Problem to work on: Write out, exactly as they appear, only the lines running from the line with "Indicate one point per instance of the rock" to the final line of the listing; include both.

Given entries:
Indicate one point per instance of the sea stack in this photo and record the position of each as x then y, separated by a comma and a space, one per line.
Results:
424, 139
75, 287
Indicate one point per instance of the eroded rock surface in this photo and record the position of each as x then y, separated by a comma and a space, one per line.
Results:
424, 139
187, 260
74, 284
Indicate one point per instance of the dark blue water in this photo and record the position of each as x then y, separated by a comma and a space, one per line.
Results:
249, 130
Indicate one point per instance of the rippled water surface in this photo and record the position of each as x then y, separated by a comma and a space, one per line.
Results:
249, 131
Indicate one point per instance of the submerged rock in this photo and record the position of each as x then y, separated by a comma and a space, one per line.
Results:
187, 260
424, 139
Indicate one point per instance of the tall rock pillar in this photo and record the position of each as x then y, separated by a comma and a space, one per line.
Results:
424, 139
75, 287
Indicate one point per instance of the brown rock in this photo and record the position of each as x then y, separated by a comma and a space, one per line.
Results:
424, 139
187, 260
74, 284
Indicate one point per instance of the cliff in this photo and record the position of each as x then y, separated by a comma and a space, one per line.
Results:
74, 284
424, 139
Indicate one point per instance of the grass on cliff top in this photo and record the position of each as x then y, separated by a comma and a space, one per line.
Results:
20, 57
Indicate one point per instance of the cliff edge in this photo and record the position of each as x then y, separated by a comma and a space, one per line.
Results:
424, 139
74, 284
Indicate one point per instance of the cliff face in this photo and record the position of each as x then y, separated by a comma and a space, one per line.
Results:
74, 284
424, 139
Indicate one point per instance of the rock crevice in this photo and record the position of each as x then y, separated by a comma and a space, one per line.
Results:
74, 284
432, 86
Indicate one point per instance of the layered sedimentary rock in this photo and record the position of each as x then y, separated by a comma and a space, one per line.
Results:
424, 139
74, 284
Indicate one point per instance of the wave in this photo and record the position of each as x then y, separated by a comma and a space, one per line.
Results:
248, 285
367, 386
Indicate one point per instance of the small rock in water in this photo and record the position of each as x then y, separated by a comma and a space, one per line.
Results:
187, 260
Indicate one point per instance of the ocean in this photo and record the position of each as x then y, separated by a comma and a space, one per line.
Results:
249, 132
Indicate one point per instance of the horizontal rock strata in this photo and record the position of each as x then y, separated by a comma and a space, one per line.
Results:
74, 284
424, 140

Solution below:
Indicate one point per instance of the rock crevice in this photo and record the position of each as x then y, separated by a comma and a space, one per line.
Results:
74, 284
432, 86
Indicate one point per instance of the layered sedimentary rock in this photo and record the position of each as x then y, separated by a comma and a space, one per line.
Results:
424, 139
74, 284
Indicate one point per instance of the wave in this photo and record the position of each as x then y, separated by a comma and a space, one per line.
Results:
248, 285
367, 386
Indicate one point per instance of the small rock in water in this photo and record the position of each as x then y, separated by a comma and a space, one per line.
Results:
187, 260
Indicate one point per instance of the ocean in this photo and record the position of each as x then y, separated by a comma and a space, one per line.
Results:
249, 132
Indicate one point per instance of the horizontal rock strata in this photo and record the position of each as x then y, separated by a comma and a space, one per line.
Results:
74, 284
424, 140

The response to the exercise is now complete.